Copy each of the entries below word for word.

+++ Dataset records +++

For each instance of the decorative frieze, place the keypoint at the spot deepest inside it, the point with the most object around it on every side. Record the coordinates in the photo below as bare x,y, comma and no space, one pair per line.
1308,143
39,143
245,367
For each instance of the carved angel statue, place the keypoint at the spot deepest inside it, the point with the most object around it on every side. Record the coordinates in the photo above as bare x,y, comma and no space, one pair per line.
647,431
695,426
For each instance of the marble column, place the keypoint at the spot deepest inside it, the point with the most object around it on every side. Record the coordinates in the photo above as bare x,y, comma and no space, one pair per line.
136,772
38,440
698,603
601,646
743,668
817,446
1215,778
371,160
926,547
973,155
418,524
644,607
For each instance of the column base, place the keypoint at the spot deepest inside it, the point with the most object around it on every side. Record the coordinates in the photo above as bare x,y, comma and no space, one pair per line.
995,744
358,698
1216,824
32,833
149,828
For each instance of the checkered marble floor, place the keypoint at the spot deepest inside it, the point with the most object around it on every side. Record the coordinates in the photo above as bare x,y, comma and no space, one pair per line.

+++

__Result of the exercise__.
For each instance of the decorative frieze, place the keypoint at the spot deepest inside it, the point with the most object around it on every side. Record the coordinates in the photo below as bare x,y, comma and no space, one pair per line.
1308,143
39,143
245,367
For each instance of the carved angel statue, place the keypoint at the spot deepest inside it, the point with the most object around it on every side. Record the coordinates in the photo above as bare x,y, comma and no space, one pair per line.
647,431
695,426
For each instance of the marble column, place the keypoint at the spot deepest inside it, the point with the most object around it on every side. Record the coordinates in the photo above as bare x,y, comma and no space, one pair per line.
136,772
38,440
698,603
601,646
743,668
817,446
1215,778
371,160
926,547
973,155
418,524
644,607
For each instance of the column base, place the keypoint at the spot deepest inside it, the point with the most object around it on every side. Record the coordinates in the photo above as bare x,y, comma and no space, one pair per line.
995,744
358,698
1216,824
32,833
149,828
For each instance of the checkered marble floor, place the keypoint at the spot deepest inside it, the point with the most object around it on every side. Record the coordinates in the photo above as bare x,y, comma and no space, one pair per line.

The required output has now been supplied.